### What you will do
Reproduce every one of the following rows without any change, leaving out the pictures.

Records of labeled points
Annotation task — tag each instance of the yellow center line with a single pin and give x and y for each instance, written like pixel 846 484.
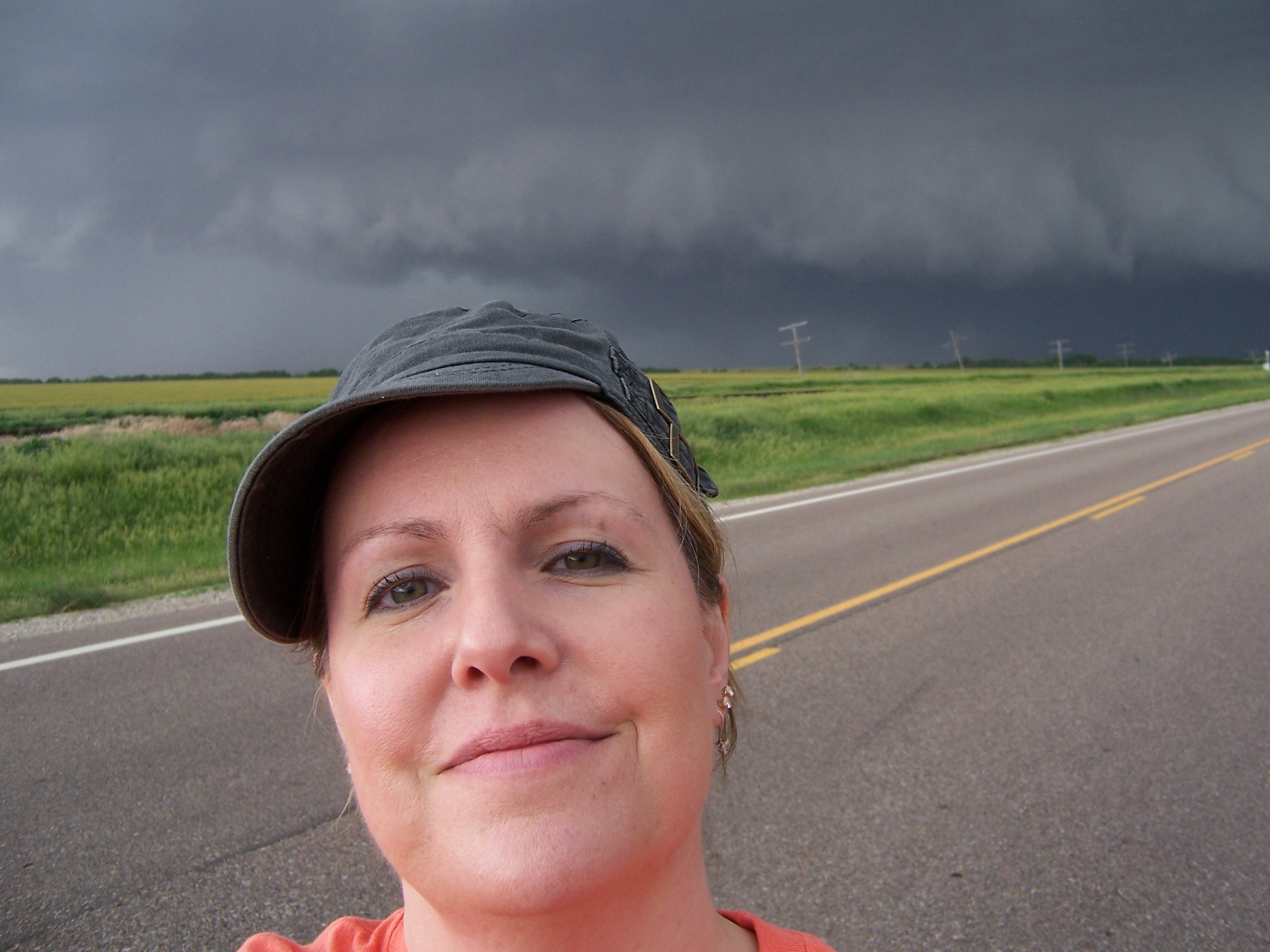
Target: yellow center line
pixel 1117 508
pixel 943 568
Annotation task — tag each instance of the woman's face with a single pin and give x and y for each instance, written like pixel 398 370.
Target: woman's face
pixel 524 677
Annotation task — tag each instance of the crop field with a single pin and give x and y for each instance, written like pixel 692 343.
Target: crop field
pixel 97 519
pixel 28 409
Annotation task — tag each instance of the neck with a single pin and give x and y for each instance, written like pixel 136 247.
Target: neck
pixel 669 908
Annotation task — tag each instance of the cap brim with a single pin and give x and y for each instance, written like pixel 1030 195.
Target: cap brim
pixel 274 521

### Task answer
Annotation task — tag each instance of the yellow center line with a single pin and give x and y for each instance, written like pixel 846 484.
Target: yellow center line
pixel 1117 508
pixel 943 568
Annotation task — tag each instance of the woman's face with a single pin and give x and y for each instance, written like pixel 398 370.
Target: woman's face
pixel 524 677
Annotation task — tag each instance of the crop field with a single pin and give x and y for each instance, written like pixel 692 343.
Target: crop field
pixel 97 519
pixel 28 409
Annotation task — tag each instance of the neck with a single pin and give x and y for each instance, written like pixel 136 247.
Target: neck
pixel 669 908
Annotation task — tag each instance of the cap brim with a single pin and give x and y for each instance, written like pixel 1030 195.
Target: cap brim
pixel 274 521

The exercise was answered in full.